• [Directions]
a. Transcribe the passage on amyloid blood testing from "The results of" up to and including "variant called APOE4.".
b. According to the passage on amyloid blood testing, how many adults did the new study enroll?
c. Summarize the passage on amyloid blood testing in two sentences.

━━━ Reading text ━━━

In a previous study, researchers at the Washington University School of Medicine used a technique called mass spectrometry to measure the amounts of two subtypes of amyloid beta in the bloodstream: amyloid beta 42 and amyloid beta 40.
The results of that study showed that as levels of amyloid beta 40 and 42 decrease in the blood, amyloid beta deposits in the brain increase.
The accuracy rate of detecting amyloid brain deposits was 88 per cent compared to PET scans.
The new study, which was published in Neurology, enrolled 158 adults over the age of 50 years, where the majority of the participants were cognitively healthy.
The study showed an improved accuracy rate of detecting amyloid brain deposits, from 88 per cent to 94 per cent.
The researchers included a number of major risk factors for AD such as age and the presence of a genetic variant called APOE4.
Need for early treatment
Given the high failure rate in AD clinical trials, there is a growing consensus among scientists that treatment needs to begin in the early stages of the disease, and as there are no symptoms, biomarkers will be required.
There is a great unmet need for simple, inexpensive, and non-invasive tests that could be applied on a large scale to screen for AD. This need could be met by blood tests that may be even more sensitive than the gold standard, PET brain scan, in detecting amyloid deposits in the brain.
The blood test could also be used as a widespread population screening test, replacing CSF testing and brain imaging if it proves to be more accurate than the currently used tests.
Blood tests could also help to accelerate patient screening for participation in clinical trials and enrol people with early signs of the disease, thus better evaluating whether drugs can prevent AD. Enrolment takes years, is time consuming, and is very expensive.
As such, it is currently one of the biggest challenges for the development of new disease modifying drugs (DMDs) for this disease.
Having patients with early signs of the disease in clinical trials will help scientists to develop new treatments for AD and have a significant impact on the life of patients.

━━━ Extracted data ━━━

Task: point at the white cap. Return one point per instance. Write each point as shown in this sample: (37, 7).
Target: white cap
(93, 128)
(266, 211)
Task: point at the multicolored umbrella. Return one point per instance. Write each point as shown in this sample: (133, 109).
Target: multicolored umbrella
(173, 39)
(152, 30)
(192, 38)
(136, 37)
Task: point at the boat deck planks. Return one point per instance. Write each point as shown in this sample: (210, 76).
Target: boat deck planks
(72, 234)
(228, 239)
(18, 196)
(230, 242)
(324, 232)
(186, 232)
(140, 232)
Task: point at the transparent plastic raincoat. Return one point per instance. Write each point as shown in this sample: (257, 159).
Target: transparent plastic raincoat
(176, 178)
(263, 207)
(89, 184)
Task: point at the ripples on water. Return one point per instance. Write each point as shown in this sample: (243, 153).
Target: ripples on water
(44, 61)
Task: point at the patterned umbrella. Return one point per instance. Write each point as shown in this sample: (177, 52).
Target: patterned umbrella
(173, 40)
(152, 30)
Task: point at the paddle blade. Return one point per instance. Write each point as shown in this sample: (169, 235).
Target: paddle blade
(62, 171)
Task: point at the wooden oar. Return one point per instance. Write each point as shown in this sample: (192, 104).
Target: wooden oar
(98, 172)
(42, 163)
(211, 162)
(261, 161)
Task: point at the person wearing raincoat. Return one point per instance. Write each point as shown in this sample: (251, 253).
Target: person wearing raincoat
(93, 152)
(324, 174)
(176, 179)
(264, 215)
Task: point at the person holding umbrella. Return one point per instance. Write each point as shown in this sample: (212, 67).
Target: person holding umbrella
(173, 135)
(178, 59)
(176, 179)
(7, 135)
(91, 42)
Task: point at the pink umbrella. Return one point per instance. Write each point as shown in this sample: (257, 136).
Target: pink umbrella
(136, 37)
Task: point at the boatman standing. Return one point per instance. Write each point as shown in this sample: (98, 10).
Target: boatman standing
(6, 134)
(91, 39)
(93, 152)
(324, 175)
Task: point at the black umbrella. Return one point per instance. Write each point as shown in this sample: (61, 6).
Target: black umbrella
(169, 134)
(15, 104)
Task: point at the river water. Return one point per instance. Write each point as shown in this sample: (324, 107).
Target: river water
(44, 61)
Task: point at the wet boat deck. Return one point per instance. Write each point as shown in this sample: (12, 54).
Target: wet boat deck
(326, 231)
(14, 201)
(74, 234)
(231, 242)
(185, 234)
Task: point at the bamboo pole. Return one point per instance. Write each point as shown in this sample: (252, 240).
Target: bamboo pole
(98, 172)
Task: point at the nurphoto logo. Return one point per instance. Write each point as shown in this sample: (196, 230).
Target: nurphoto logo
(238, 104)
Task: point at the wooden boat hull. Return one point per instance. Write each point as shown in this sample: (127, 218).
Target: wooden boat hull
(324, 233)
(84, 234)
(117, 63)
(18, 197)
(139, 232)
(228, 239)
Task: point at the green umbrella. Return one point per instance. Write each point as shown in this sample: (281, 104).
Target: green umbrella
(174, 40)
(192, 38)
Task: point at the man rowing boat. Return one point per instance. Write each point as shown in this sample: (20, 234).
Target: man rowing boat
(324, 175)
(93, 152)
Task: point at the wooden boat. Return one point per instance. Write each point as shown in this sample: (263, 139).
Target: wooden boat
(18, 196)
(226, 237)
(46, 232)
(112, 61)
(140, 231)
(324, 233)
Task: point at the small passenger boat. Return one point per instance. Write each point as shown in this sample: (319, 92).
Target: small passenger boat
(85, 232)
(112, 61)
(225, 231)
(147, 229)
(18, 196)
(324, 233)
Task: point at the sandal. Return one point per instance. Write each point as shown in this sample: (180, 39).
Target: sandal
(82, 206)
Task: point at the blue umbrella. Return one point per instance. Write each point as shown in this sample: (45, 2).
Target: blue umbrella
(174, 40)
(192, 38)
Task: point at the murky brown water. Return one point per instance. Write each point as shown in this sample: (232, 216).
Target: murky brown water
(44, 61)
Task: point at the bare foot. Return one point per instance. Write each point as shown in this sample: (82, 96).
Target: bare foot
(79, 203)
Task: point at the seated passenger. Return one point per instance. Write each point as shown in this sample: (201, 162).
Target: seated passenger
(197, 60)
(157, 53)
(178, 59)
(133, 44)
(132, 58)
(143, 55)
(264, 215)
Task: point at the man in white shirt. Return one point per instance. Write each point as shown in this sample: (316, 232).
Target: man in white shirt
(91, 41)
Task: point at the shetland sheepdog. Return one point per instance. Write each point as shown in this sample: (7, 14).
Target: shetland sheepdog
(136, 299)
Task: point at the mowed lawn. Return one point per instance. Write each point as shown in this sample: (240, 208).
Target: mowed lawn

━━━

• [Your responses]
a.
The results of that study showed that as levels of amyloid beta 40 and 42 decrease in the blood, amyloid beta deposits in the brain increase.
The accuracy rate of detecting amyloid brain deposits was 88 per cent compared to PET scans.
The new study, which was published in Neurology, enrolled 158 adults over the age of 50 years, where the majority of the participants were cognitively healthy.
The study showed an improved accuracy rate of detecting amyloid brain deposits, from 88 per cent to 94 per cent.
The researchers included a number of major risk factors for AD such as age and the presence of a genetic variant called APOE4.

b. 158 adults over the age of 50.

c. A new study published in Neurology enrolled 158 adults over 50 and improved the accuracy of detecting amyloid brain deposits from the 88 percent of an earlier blood-test study to 94 percent. Simple, inexpensive, non-invasive blood tests like this could meet the unmet need for large-scale AD screening and speed the enrollment of people with early signs of the disease in clinical trials.